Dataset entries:
● ● ● ● ●

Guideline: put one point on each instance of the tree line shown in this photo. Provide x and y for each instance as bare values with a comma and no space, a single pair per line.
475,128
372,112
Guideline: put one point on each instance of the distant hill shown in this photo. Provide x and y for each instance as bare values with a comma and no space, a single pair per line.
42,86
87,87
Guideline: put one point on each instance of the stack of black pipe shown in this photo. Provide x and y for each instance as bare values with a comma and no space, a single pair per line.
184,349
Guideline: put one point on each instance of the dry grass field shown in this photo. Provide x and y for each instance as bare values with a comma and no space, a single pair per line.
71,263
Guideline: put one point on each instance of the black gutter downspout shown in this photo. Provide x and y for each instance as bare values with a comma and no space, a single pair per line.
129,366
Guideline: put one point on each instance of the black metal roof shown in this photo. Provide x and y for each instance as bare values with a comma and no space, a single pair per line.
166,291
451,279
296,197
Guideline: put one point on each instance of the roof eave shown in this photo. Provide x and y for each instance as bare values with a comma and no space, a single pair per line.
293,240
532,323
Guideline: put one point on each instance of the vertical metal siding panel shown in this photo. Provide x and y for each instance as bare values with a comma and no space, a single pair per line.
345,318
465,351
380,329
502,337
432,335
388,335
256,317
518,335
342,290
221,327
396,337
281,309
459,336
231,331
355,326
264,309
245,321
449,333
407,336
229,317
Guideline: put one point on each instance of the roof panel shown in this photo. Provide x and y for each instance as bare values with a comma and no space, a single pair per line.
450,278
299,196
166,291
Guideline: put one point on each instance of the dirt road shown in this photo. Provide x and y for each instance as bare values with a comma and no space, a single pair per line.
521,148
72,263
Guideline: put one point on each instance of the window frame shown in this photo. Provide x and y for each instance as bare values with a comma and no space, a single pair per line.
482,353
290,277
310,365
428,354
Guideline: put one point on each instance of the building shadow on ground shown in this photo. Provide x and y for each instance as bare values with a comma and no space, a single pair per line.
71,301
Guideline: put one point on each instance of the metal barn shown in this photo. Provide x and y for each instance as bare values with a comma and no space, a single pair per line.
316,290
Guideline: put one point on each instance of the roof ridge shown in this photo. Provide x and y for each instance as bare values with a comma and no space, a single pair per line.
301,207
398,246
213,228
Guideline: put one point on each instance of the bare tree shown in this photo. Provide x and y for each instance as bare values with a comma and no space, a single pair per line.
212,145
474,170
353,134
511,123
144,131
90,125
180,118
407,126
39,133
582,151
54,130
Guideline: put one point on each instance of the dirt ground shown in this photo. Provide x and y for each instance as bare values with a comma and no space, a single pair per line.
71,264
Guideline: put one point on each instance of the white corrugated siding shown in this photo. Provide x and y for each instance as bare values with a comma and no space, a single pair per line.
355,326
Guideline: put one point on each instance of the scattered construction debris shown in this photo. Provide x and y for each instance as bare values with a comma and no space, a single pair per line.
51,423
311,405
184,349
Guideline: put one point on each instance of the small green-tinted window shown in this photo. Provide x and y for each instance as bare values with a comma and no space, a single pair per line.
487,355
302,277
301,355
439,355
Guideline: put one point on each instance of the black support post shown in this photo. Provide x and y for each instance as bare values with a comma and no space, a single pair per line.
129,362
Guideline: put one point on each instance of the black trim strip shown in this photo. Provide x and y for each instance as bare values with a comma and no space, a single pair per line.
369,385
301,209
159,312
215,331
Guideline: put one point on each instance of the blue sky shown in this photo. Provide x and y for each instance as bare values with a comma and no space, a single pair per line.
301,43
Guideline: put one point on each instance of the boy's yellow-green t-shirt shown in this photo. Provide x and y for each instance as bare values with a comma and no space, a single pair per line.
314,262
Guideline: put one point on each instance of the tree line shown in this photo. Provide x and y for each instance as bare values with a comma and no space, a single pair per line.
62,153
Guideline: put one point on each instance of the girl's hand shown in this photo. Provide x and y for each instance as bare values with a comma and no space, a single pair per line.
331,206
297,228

● ● ● ● ●

Stated exercise:
Turn every line of the items above into a Markdown table with two columns, Row and Line. Number each row and leave out blank lines.

Full response:
| Row | Line |
|---|---|
| 1 | Guideline: put one point on each instance of the tree line shown in this photo. Provide x and y for each instance as bare values with a comma and no space, a single pair per line. |
| 2 | 475,128 |
| 3 | 372,112 |
| 4 | Guideline: put one point on each instance of the distant hill shown in this photo. Provide x and y for each instance as bare values with a comma and no space, a single pair per line. |
| 5 | 42,86 |
| 6 | 87,87 |
| 7 | Guideline: put one point on each instance of the stack of black pipe shown in this photo. Provide x and y for each instance as bare values with a comma and no space, a single pair per line. |
| 8 | 184,349 |
| 9 | Guideline: put one point on each instance of the dry grass field shown in this photo. Provide x and y for each instance as bare values with a comma and no space, a single pair per line. |
| 10 | 71,263 |
| 11 | Guideline: put one point on each instance of the black gutter downspout shown in this photo. Provide x and y for each instance as bare values with a comma and no space, a single pair per line. |
| 12 | 129,366 |
| 13 | Guideline: put one point on each instance of the black metal roof shown in this photo. Provide x and y for each instance as bare values with a comma and no space, a single pair per line. |
| 14 | 166,291 |
| 15 | 451,279 |
| 16 | 296,197 |
| 17 | Guideline: put one point on each instance of the roof eave shown in this photo. Provide x and y for each instance as bare values with a comma and no space, a single pair per line. |
| 18 | 293,240 |
| 19 | 532,323 |
| 20 | Guideline: put one point on each instance of the vertical metal siding panel shown in this photo. Provide x and y for each instance as bare values with a comma and no space, a single pair per line. |
| 21 | 345,318 |
| 22 | 465,351 |
| 23 | 380,329 |
| 24 | 502,337 |
| 25 | 432,335 |
| 26 | 388,335 |
| 27 | 256,317 |
| 28 | 518,335 |
| 29 | 342,290 |
| 30 | 221,327 |
| 31 | 396,337 |
| 32 | 281,309 |
| 33 | 459,336 |
| 34 | 231,331 |
| 35 | 355,326 |
| 36 | 264,309 |
| 37 | 245,321 |
| 38 | 449,333 |
| 39 | 407,336 |
| 40 | 229,317 |
| 41 | Guideline: put one point on each instance of the roof panel shown in this photo. Provide x and y for each instance as bare values with a comma and no space, a single pair per line. |
| 42 | 450,278 |
| 43 | 299,196 |
| 44 | 166,291 |
| 45 | Guideline: put one point on each instance of the dirt road shown in this photo. Provide x and y for each instance as bare values with a comma and no space, a single pair per line. |
| 46 | 521,148 |
| 47 | 72,263 |
| 48 | Guideline: put one point on each instance of the window frame shown in this photo. Provide x and y for each instance as bare values with a comma and no space, a single pair per line. |
| 49 | 482,353 |
| 50 | 290,277 |
| 51 | 310,365 |
| 52 | 428,354 |
| 53 | Guideline: put one point on each instance of the building shadow on ground shown in this photo. Provide x and y for each instance as bare values with a comma and no space, a single pair per line. |
| 54 | 71,301 |
| 55 | Guideline: put one point on each instance of the metal barn shown in this photo. Provide x and y for each instance as bare values with a comma and no space, a single pair per line. |
| 56 | 316,290 |
| 57 | Guideline: put one point on each instance of the roof ridge shown in this photo. Provide x and y for each instance as bare values with a comma and no space, a single pair per line. |
| 58 | 301,207 |
| 59 | 398,246 |
| 60 | 213,228 |
| 61 | Guideline: put one point on each instance of the bare tree shown in this photo. Provide x and y for each instance as bare values with a comma and no space, a single pair per line. |
| 62 | 212,145 |
| 63 | 474,170 |
| 64 | 353,134 |
| 65 | 511,123 |
| 66 | 144,131 |
| 67 | 90,125 |
| 68 | 180,118 |
| 69 | 407,126 |
| 70 | 39,133 |
| 71 | 582,151 |
| 72 | 54,130 |
| 73 | Guideline: put one point on each instance of the dirt ground shown in this photo. Provide x and y for each instance as bare values with a comma and no space, a single pair per line. |
| 74 | 71,264 |
| 75 | Guideline: put one point on each instance of the white corrugated siding shown in this photo. Provide x and y for each instance as bare values with a comma and no space, a single pair per line. |
| 76 | 355,326 |
| 77 | Guideline: put one point on each instance of the scattered construction debris shown in this photo. Provide x and y for each instance as bare values with a comma and no space, a single pair per line. |
| 78 | 51,423 |
| 79 | 311,405 |
| 80 | 184,349 |
| 81 | Guideline: put one point on each instance of the small green-tinted window shown in this photo. Provide x and y for each instance as bare values with a comma and no space, a single pair per line. |
| 82 | 487,355 |
| 83 | 302,277 |
| 84 | 301,355 |
| 85 | 439,355 |
| 86 | Guideline: put one point on each instance of the black support post shown in this photo. Provide x and y for each instance as bare values with a comma and no space, a single pair per line. |
| 87 | 129,362 |
| 88 | Guideline: put one point on each instance of the black trim strip shown in this photo. Provide x and y for each instance as bare values with a comma and no space, a single pair per line. |
| 89 | 369,385 |
| 90 | 301,209 |
| 91 | 159,312 |
| 92 | 215,331 |
| 93 | Guideline: put one point on each instance of the blue sky shown in this photo. Provide x and y for each instance as bare values with a comma and no space, a single pair per line. |
| 94 | 301,43 |
| 95 | Guideline: put one point on each instance of the boy's yellow-green t-shirt shown in this photo. Provide x and y for each instance as bare values with a comma and no space, a single pair per line. |
| 96 | 314,262 |
| 97 | Guideline: put one point on each instance of the tree line shown in this photo. Provide x and y for each instance as bare values with a comma and no space, a single pair per line. |
| 98 | 62,153 |
| 99 | Guideline: put one point on each instance of the girl's hand shown in this photo. Provide x and y for each instance as bare values with a comma and no space, a single pair per line. |
| 100 | 331,206 |
| 101 | 297,228 |